FAÇA O SEGUINTE —
1. Por que, segundo o texto sobre a eucaristia, a deusa Ceres era representada com uma espiga de trigo nas mãos? Responda em uma a três frases.
2. Repita fielmente a parte do texto sobre a eucaristia que começa em "O estudante de" e vai até "mandamento do Mestre.".
───── TRECHO SELECIONADO
A eucaristia é um dos sete sacramentos da Igreja Católica. Segundo o dogma
católico, Jesus Cristo se acha presente sob as aparências do pão e do vinho, com
seu corpo, sangue, alma e divindade. Isto é o que geralmente se entende por
transubstanciação.
A doutrina da transubstanciação não tem respaldo
bíblico. Ao longo de sua história, nem todos os representantes da Igreja
Católica concordaram com essa doutrina, entre eles podemos citar os papas
Gelásio I e Gelásio II, São Clemente e Agostinho, entre outros.
A
tradição da Igreja Católica, além de tropeçar nas metáforas e figuras da Bíblia
na questão da eucaristia, que por si mesma já é uma aberração teológica,
consegue embutir nela mais algumas heresias, como a ministração de apenas um só
dos elementos aos fiéis — a hóstia. Segundo essa doutrina, a hóstia preserva o
comungante de pecados, tem poder para ajudar os mortos e, pasmem!, pode ser
adorada. Tais heresias não têm o mínimo fundamento bíblico, entretanto, são de
vital importância dentro da dogmática do catolicismo romano e, por isso, ainda
estão de pé.
É preciso salientar ainda que a confecção da hóstia teve sua
origem no paganismo, sendo, portanto, plagiada e inserida no bojo doutrinário da
igreja romana.
A hóstia passou a substituir o pão da ceia somente no ano
de 1200. É algo impar, especial, fabricada com trigo e sempre redonda. Por
ocasião da festa de Corpus Christi1, o “Santíssimo Sacramento” é levado às ruas
em procissão dentro de uma patena2 de ouro representando um sol. Podemos
constatar nesse ato uma flagrante analogia com as religiões pagãs da
antiguidade. Conta-se que a deusa Ceres3 era adorada como a “descobridora do
trigo” e, por conta disso, representada com uma espiga de trigo nas mãos. Tal
representação correspondia à deusa Mãe e seu filho. O filho de Ceres, que se
encarnara no trigo, era o deus Sol. Compare essa afirmação com a doutrina
católica que transformara Jesus num pedaço de pão de trigo no formato
arredondado do sol cujo ostensório4 também tem um desenho com raios
solares.
Por que só a hóstia?
O estudante de história da igreja
sabe perfeitamente que nenhuma doutrina católica advinda da chamada “Tradição
Oral”5 pode ser substanciada, quer na história dos primeiros séculos da igreja,
quer na Bíblia! Nesta última, muito menos.
Os apóstolos seguiram o
costume bíblico de ministrar a ceia sob esses dois emblemas: pão e vinho. A
igreja pós-apostólica6 também seguiu o mesmo exemplo, como vemos ao analisar as
obras patrísticas7 dos primeiros séculos. Os católicos precisam rodear e florear
suas explicações para esclarecer o fato de o sacerdote dar apenas um dos
emblemas (pão) ao fiel, o que é uma clara desobediência ao mandamento do Mestre.
──────────
───── ENTRADAS LISTADAS
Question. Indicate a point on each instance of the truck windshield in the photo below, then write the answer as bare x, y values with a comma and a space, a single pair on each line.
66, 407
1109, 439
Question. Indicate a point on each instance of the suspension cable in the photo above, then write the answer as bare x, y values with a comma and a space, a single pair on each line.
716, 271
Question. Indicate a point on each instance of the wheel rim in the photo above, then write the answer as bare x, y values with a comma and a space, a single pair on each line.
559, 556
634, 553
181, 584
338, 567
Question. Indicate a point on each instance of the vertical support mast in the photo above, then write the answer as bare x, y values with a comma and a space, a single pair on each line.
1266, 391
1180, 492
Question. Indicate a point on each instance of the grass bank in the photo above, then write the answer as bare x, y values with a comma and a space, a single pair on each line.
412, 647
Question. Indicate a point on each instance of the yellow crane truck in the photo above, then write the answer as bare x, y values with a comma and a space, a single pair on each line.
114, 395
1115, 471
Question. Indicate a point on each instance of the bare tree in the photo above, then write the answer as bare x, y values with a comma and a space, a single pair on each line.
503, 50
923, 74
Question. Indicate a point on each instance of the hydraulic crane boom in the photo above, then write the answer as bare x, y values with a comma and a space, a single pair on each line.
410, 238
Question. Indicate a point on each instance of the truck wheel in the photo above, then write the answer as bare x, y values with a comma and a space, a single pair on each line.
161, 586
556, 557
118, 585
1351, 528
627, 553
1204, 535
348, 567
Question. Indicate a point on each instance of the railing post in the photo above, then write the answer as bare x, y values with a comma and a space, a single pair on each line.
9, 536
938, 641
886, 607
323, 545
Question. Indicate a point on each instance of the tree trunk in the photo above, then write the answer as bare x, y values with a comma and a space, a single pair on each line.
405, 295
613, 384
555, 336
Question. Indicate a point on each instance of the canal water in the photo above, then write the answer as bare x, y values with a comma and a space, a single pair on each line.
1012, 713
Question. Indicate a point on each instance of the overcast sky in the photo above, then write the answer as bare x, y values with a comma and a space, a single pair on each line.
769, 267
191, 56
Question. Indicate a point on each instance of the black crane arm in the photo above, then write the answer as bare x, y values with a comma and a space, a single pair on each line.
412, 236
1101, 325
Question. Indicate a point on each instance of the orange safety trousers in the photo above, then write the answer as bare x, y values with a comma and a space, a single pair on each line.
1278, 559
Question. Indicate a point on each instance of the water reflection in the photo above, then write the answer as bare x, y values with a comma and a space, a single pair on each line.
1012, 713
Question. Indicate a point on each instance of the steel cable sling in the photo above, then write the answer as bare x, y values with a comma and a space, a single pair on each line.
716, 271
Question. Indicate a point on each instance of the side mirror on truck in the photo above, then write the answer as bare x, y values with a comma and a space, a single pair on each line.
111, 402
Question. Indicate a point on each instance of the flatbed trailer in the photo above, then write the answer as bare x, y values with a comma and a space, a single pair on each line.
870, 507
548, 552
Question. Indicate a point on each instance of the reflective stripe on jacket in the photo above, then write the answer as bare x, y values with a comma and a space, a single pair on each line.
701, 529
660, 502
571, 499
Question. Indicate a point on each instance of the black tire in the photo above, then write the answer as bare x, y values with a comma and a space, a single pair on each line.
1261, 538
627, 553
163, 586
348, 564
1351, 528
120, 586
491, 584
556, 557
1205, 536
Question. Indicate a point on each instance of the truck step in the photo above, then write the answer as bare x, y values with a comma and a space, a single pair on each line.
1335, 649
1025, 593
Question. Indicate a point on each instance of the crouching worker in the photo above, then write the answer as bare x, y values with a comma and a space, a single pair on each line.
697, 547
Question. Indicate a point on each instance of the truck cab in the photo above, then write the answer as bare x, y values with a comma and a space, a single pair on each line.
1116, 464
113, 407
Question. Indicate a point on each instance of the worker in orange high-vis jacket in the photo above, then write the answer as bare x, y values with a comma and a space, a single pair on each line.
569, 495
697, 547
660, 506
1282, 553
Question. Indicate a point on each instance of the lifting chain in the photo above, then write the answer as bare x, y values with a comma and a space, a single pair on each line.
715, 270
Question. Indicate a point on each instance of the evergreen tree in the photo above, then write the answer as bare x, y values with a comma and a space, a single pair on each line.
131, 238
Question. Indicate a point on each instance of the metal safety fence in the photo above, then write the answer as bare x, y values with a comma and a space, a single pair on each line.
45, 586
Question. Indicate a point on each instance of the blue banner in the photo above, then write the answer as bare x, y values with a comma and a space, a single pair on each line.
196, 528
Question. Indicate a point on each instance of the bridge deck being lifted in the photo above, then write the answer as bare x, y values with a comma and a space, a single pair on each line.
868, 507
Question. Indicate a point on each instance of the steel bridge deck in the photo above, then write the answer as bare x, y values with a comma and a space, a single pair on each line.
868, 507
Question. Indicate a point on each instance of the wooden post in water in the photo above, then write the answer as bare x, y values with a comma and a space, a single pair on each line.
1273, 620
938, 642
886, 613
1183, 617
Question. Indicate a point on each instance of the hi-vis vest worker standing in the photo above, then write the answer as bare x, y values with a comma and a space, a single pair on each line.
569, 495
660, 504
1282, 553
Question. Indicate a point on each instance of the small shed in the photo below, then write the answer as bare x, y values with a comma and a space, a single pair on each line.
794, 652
──────────
RESPOSTAS POR TAREFA —
1. Porque era adorada como a "descobridora do trigo", e por conta disso era representada com uma espiga de trigo nas mãos.

2.
O estudante de história da igreja
sabe perfeitamente que nenhuma doutrina católica advinda da chamada “Tradição
Oral”5 pode ser substanciada, quer na história dos primeiros séculos da igreja,
quer na Bíblia! Nesta última, muito menos.
Os apóstolos seguiram o
costume bíblico de ministrar a ceia sob esses dois emblemas: pão e vinho. A
igreja pós-apostólica6 também seguiu o mesmo exemplo, como vemos ao analisar as
obras patrísticas7 dos primeiros séculos. Os católicos precisam rodear e florear
suas explicações para esclarecer o fato de o sacerdote dar apenas um dos
emblemas (pão) ao fiel, o que é uma clara desobediência ao mandamento do Mestre.